Using the strain tutorial below, explain in one to three sentences why LVEF may reflect remodeling rather than contractility.
[Text passage Boundary: Start]
For all those unable to make my 7 AM presentation on Speckle Science yesterday, here's the requested #Tweetorial on Strain basics #ASE2019 @ASE2019 as promised.

Myocardial fibers make an orderly transition from a L handed helix in the subepicardium to a R handed helix in the subendocardium with circumferential fibers in the mid myocardium.

This creates 3 fundamental motions: radial thickening toward the centroid, circumferential shortening/twisting, and longitudinal shortening.

Strain is a property from mechanics: deformation caused by application of a force. Myocardial strain is a % or proportion. Strain can be Eularian (sum of instantaneous change in length) or Lagrangian (sum of changes over initial length).

You can think of this like a balloon - if you place two dots on a balloon at an initial length (L0) and expand it, the dots will move further apart (L). Thus, lengthening is a/w positive strain and shortening with negative.

LVEF is dependent on EDV and thus may reflect remodeling rather than contractility. It has limited reproducibility and is a global measure (and not as sensitive to regional changes). Strain has robust outcomes data to identify preclinical changes in altered contractility.

Strain can be measured by #EchoFirst or #whyCMR (the latter by applying tags to the myocardium and tracking over time vs tracking blocks of tissue)

Speckles are a result of ultrasound interference (not from actual anatomic structures) and result in a fingerprint that can be tracked over time with texture and contour.

Strain calculation starts with identifying end diastole (end of R wave) and end systole (AVC or smallest LV volume). Subsequently, semiautomated borders are applied to define the region of interest, these are segmented, and those segments are tracked.
[Text passage Boundary: End]
[Data for analysis Boundary: Start]
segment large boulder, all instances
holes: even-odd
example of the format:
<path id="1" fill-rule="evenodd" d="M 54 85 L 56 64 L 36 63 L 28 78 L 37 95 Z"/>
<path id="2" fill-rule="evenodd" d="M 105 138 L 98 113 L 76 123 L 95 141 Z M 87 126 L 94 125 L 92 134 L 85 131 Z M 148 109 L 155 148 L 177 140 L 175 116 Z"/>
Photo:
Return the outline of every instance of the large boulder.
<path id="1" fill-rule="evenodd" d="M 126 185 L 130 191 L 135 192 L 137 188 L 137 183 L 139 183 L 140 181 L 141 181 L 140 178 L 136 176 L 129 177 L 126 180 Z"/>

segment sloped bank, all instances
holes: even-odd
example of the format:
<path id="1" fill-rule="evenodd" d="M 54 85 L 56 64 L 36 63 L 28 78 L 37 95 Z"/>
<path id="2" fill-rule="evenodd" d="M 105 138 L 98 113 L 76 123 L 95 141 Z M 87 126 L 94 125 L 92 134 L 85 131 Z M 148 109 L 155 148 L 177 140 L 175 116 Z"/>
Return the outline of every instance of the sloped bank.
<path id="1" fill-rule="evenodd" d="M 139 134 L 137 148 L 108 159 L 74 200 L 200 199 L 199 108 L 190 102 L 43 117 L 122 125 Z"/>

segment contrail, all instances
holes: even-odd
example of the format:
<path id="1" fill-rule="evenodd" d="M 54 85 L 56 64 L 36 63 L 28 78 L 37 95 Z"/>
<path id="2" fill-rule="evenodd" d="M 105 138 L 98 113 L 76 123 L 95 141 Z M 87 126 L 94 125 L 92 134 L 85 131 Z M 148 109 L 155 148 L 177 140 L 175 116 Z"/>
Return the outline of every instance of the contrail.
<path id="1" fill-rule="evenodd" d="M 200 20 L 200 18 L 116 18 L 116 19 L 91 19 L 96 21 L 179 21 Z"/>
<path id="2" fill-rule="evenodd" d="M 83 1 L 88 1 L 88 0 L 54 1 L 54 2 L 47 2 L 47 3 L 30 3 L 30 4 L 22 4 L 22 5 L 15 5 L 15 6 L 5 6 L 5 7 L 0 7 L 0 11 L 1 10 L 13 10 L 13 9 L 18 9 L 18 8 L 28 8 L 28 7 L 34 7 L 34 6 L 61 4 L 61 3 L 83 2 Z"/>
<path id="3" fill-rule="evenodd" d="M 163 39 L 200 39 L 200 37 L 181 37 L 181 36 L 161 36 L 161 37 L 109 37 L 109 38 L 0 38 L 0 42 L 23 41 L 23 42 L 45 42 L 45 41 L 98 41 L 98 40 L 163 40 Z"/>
[Data for analysis Boundary: End]
- **Reply to the exercise**: LVEF depends on end-diastolic volume (EDV), so a change in it may reflect remodeling rather than contractility.